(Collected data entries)
········
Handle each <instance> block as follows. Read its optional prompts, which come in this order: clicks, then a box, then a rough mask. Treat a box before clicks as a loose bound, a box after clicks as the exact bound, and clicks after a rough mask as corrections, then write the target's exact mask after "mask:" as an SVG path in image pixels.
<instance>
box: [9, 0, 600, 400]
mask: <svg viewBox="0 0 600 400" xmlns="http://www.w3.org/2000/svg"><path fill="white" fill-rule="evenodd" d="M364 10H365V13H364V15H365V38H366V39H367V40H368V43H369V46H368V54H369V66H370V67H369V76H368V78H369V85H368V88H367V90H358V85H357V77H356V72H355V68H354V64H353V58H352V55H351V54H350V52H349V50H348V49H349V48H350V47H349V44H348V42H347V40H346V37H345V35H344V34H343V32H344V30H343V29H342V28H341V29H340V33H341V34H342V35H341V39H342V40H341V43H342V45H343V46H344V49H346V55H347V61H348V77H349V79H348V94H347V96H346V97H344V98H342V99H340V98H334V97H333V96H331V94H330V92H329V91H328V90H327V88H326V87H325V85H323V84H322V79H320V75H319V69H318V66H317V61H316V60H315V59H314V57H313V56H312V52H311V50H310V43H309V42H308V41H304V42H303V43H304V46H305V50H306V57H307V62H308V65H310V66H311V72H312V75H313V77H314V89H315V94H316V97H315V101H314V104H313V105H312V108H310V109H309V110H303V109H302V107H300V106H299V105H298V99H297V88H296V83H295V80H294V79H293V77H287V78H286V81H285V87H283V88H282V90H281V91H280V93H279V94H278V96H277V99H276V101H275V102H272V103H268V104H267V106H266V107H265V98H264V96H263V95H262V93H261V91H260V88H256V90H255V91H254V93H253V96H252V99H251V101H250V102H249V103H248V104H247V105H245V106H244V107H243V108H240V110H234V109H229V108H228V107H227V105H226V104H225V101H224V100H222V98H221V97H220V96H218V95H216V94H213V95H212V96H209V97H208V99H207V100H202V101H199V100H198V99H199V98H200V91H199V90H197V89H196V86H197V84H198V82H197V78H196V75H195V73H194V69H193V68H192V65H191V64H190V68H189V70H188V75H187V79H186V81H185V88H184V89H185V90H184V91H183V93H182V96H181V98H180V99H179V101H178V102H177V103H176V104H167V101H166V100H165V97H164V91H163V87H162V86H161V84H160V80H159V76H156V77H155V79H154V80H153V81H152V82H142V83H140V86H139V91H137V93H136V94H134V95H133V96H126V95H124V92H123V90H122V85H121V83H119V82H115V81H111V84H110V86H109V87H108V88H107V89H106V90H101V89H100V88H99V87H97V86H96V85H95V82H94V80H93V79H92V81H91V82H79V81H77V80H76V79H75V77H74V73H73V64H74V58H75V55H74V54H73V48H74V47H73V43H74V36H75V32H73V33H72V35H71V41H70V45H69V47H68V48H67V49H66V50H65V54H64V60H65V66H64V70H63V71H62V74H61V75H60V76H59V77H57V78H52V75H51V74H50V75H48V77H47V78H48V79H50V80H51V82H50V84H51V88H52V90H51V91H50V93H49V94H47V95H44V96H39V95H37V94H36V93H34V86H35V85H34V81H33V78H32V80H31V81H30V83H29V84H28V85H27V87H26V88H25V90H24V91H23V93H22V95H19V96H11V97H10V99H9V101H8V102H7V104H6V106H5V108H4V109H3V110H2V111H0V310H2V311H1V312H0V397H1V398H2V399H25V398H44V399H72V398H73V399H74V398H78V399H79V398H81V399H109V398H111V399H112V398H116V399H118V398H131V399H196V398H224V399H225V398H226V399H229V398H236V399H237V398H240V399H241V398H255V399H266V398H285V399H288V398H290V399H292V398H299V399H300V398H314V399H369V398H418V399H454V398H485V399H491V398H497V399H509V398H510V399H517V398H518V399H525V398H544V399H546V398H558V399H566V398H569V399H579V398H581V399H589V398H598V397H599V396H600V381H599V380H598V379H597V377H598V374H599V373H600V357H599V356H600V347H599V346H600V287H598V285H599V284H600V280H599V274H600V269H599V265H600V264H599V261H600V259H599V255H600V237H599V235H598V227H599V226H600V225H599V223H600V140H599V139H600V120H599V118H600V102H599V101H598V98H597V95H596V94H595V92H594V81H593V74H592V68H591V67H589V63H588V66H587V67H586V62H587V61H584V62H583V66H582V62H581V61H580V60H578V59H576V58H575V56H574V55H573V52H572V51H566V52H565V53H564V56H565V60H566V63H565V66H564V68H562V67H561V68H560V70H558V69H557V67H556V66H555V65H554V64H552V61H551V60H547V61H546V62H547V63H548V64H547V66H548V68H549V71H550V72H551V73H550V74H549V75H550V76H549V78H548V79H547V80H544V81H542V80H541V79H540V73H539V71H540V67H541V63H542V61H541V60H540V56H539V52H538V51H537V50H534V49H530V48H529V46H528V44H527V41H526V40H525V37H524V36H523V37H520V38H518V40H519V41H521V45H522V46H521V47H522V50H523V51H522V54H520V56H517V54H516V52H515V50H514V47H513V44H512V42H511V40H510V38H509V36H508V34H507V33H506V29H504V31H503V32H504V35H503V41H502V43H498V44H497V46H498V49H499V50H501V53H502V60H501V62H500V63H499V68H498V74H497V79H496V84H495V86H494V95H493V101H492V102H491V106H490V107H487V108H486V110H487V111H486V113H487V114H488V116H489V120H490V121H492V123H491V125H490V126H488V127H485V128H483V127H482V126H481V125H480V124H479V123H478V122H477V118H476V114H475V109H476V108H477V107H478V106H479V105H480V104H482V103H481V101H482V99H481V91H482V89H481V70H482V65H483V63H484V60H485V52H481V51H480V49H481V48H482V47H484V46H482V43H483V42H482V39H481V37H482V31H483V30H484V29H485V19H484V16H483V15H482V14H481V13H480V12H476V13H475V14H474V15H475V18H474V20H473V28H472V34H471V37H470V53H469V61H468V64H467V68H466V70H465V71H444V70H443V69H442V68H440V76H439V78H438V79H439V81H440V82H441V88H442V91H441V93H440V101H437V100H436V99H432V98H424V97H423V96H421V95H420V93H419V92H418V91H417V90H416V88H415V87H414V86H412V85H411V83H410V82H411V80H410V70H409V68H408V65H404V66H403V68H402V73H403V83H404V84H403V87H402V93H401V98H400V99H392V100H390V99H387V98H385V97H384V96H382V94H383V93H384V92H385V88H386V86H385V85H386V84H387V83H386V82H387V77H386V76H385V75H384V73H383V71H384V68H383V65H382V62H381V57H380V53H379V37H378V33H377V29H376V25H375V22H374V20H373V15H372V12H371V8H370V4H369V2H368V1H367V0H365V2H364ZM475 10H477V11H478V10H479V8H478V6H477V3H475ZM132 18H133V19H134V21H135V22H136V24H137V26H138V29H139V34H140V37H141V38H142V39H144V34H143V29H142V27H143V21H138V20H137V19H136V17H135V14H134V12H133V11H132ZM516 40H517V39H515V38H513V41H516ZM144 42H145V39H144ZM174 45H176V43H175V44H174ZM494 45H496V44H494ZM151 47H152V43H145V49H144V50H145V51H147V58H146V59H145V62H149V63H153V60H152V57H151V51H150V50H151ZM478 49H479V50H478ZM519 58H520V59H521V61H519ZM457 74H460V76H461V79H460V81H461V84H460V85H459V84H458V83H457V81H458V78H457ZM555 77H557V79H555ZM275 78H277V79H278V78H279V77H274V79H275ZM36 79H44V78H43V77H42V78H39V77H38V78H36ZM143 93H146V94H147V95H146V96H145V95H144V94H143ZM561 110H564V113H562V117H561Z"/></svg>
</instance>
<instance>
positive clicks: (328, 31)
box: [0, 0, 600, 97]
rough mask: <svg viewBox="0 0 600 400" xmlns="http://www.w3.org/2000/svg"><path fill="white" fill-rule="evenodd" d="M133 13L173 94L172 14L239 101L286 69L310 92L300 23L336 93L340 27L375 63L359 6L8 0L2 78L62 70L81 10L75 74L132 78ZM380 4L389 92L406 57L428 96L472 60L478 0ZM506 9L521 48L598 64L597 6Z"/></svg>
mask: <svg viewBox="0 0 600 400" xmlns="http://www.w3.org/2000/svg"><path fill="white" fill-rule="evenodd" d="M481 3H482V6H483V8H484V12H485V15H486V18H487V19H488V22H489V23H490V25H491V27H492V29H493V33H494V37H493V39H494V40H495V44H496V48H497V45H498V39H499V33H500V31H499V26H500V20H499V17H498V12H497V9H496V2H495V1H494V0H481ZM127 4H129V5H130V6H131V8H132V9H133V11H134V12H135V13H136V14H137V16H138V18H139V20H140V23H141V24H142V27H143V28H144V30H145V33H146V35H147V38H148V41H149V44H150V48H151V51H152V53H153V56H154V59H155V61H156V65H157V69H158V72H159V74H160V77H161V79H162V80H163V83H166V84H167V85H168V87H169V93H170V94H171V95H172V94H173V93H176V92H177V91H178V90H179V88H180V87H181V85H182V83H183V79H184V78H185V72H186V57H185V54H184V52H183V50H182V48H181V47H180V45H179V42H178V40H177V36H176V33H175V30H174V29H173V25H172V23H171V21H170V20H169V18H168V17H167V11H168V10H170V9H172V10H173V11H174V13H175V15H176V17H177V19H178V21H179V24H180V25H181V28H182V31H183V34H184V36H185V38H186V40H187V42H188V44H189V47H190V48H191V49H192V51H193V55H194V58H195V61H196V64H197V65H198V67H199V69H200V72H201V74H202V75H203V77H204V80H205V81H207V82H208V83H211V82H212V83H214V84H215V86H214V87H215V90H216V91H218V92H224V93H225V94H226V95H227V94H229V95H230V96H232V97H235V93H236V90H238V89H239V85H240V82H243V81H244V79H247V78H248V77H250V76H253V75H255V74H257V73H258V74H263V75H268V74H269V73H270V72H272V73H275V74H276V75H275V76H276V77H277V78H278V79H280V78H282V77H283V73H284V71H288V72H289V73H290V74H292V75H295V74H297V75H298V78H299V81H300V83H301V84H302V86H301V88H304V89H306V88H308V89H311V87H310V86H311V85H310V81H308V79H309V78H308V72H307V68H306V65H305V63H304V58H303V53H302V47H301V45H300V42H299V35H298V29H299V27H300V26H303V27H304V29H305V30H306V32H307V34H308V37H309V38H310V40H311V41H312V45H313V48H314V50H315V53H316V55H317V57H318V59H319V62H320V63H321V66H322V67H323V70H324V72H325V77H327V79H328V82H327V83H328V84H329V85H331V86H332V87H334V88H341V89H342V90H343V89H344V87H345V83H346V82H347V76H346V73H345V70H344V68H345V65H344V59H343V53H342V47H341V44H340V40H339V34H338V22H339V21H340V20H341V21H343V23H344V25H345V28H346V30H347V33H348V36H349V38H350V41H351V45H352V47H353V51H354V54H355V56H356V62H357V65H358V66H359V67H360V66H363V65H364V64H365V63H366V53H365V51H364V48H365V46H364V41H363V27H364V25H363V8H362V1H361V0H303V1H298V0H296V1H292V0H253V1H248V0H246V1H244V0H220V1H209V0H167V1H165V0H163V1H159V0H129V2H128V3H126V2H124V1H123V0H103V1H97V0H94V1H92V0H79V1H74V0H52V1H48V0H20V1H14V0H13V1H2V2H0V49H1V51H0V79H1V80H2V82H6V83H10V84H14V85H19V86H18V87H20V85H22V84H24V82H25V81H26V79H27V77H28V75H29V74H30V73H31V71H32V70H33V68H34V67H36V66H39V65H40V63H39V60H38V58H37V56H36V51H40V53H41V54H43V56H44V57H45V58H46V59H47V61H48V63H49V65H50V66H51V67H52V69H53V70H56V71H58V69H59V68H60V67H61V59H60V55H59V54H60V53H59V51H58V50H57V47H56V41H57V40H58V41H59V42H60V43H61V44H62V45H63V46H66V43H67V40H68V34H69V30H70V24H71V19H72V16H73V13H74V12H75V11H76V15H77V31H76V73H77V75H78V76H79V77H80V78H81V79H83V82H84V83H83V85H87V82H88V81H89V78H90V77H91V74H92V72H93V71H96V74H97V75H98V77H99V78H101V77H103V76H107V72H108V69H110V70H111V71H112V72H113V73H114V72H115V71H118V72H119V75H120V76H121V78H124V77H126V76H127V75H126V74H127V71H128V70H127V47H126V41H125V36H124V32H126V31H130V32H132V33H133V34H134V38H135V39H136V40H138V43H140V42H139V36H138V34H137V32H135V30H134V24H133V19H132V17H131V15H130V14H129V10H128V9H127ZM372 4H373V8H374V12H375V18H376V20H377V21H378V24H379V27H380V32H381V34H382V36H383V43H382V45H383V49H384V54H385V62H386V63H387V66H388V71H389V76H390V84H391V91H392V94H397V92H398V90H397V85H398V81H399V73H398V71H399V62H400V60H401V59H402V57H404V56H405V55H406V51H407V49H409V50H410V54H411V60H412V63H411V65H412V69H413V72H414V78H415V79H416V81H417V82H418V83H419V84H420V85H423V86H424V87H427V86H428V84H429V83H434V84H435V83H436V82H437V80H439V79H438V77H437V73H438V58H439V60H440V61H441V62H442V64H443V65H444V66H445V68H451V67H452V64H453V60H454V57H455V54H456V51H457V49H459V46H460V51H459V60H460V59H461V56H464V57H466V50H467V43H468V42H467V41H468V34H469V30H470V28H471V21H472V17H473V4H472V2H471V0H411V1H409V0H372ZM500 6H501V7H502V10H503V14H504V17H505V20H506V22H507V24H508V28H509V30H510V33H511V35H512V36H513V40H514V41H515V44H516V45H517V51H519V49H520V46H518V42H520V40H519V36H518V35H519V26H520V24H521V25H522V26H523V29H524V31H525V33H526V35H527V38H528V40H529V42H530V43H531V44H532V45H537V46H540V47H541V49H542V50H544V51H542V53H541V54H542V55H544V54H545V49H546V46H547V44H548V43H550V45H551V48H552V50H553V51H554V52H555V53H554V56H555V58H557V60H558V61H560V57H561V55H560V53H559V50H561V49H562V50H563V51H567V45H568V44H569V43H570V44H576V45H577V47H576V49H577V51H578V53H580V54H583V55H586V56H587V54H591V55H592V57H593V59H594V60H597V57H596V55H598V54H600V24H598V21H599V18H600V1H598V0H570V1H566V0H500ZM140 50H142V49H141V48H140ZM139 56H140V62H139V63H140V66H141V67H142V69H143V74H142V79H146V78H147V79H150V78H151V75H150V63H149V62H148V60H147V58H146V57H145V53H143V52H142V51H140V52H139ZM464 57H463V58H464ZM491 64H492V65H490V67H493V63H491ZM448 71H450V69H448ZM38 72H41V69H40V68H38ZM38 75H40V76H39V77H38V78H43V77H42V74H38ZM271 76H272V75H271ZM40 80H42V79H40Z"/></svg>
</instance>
········
## What this task involves
Among the lines above, find those holding "rough" and copy each one.

## Solution for this task
Handle each <instance> block as follows. Read its optional prompts, which come in this order: clicks, then a box, then a rough mask. Treat a box before clicks as a loose bound, a box after clicks as the exact bound, and clicks after a rough mask as corrections, then write the target's exact mask after "mask:" as an SVG path in image pixels.
rough mask: <svg viewBox="0 0 600 400" xmlns="http://www.w3.org/2000/svg"><path fill="white" fill-rule="evenodd" d="M133 13L173 94L172 14L239 101L286 69L310 92L300 23L336 93L340 27L375 63L359 6L8 0L2 78L62 70L81 10L75 74L132 78ZM380 4L389 92L406 57L428 96L472 60L478 0ZM506 9L521 48L598 64L597 6Z"/></svg>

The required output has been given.